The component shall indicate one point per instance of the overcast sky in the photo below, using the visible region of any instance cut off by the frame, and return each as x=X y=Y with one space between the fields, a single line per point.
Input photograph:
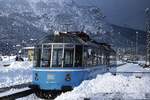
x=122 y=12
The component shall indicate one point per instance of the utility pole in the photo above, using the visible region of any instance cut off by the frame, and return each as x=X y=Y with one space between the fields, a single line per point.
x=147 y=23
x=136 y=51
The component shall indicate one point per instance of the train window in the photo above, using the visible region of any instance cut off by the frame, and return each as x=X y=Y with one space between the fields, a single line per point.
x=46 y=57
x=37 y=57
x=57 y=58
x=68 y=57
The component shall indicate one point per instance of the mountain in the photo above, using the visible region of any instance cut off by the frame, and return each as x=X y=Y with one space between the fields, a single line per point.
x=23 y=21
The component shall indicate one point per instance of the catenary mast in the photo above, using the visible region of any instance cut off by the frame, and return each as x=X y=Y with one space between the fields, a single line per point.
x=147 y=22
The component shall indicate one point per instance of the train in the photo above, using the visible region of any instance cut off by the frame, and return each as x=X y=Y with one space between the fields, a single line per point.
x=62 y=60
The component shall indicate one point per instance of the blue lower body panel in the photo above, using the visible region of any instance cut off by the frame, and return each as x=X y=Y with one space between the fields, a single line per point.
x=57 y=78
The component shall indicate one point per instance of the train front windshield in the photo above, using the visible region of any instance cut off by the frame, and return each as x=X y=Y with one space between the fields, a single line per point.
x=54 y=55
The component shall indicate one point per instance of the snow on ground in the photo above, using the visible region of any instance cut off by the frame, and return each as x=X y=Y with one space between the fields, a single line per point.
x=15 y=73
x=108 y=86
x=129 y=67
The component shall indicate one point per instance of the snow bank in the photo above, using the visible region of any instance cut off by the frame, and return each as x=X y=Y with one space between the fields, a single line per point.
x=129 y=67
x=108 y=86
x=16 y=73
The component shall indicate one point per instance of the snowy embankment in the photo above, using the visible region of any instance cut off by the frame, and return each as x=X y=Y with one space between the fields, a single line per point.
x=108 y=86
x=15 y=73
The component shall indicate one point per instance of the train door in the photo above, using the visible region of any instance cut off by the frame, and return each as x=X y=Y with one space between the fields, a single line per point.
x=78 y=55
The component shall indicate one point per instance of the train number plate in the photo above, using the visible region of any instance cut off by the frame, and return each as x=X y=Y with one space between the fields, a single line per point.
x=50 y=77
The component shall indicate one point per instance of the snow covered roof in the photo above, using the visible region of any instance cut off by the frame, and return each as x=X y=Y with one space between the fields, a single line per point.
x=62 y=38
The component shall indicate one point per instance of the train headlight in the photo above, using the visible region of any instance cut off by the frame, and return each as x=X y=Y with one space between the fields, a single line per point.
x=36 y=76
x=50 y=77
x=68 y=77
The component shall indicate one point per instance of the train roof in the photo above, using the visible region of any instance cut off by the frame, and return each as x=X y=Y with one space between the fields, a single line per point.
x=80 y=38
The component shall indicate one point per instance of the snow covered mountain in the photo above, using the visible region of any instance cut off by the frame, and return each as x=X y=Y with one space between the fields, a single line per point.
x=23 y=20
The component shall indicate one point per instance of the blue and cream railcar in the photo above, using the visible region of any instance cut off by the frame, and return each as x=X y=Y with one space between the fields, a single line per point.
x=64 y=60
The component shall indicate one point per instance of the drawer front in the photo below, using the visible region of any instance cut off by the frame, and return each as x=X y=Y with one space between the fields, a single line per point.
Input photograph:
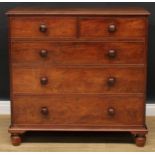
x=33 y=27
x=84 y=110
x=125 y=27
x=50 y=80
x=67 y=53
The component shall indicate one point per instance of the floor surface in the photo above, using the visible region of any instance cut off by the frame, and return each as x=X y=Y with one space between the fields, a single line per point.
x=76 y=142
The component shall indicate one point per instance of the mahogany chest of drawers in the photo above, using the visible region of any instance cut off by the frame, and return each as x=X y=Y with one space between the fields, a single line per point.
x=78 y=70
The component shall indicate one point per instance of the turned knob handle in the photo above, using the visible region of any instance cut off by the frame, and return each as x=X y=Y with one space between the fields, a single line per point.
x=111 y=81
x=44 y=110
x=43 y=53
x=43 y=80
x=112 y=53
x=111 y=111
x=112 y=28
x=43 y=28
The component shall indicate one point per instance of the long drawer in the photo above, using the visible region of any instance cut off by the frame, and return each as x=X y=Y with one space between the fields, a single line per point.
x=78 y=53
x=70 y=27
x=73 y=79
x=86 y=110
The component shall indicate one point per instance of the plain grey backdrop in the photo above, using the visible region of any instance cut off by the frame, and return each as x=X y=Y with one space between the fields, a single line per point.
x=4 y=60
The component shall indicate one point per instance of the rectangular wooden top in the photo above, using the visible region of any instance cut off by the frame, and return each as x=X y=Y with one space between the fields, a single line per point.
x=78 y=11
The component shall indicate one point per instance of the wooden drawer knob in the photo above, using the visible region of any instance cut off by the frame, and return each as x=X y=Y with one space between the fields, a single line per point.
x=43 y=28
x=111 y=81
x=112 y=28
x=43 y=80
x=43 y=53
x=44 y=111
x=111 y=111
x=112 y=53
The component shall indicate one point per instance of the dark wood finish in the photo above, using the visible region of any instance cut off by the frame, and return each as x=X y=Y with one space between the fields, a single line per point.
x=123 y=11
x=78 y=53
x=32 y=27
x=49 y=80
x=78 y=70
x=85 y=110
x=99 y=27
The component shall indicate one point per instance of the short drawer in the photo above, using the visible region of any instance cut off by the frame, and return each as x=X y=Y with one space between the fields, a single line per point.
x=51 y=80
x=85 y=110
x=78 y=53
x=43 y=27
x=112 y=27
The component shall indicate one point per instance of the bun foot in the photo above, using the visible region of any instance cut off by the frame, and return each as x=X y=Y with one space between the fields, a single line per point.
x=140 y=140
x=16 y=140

# YOUR GOAL:
Restate word for word the lines from the one holding "of the turned" to the end of the listing, both ends included, and nothing more.

# RESULT OF THE EXERCISE:
The component shall indicate one point per instance of the turned knob handle in the photo above, using the visible region of any instance cut off by the frame, and return each as x=X y=Y with one space between the fields, a single line per point.
x=111 y=81
x=44 y=110
x=43 y=53
x=43 y=80
x=112 y=53
x=111 y=111
x=112 y=28
x=43 y=28
The component shall indicate one point per instance of the long drawer in the photo above, using the visible region of any instance cut off by the frame, and return each as x=X y=Y with one space between the fields, a single line per point.
x=78 y=53
x=70 y=27
x=73 y=79
x=86 y=110
The component shall indicate one point per instance of the plain grey backdrop in the photo above, using the visible region of any instance cut off by the frame, and return each as x=X y=Y with one space between the fields, a single line per point.
x=4 y=60
The component shall indicate one point per instance of the rectangular wooden top in the photo above, using the visible region of any instance cut off by the frame, and return each as x=X y=Y with one space between the fields, a single line per point.
x=78 y=11
The component shall indicate one point per instance of the wooden drawer knob in the photo above, using the visible region of any instance cut off by the frame, and return each as x=X y=Y with one space between the fields, a single line per point.
x=43 y=28
x=111 y=81
x=112 y=28
x=43 y=80
x=43 y=53
x=44 y=111
x=111 y=111
x=112 y=53
The component shall indicate one point per instance of the dark wood finish in the photo above, using the visible region of any instance cut off by the frame, and return each as x=X y=Y with one space between the fields, a single line per point.
x=123 y=11
x=78 y=53
x=32 y=27
x=49 y=80
x=78 y=70
x=85 y=110
x=99 y=27
The component shall indicate one point per instance of the short drawer in the photo above, using the visible region of any instance cut off by the frame, and return each as x=X y=Y with one space between the fields, a single line per point.
x=51 y=80
x=85 y=110
x=78 y=53
x=43 y=27
x=112 y=27
The component shall indicate one point per instance of the bun foot in the photo above, using the visible region of any instance cut off by the frame, and return each as x=X y=Y with one space between the fields, a single line per point.
x=140 y=140
x=16 y=140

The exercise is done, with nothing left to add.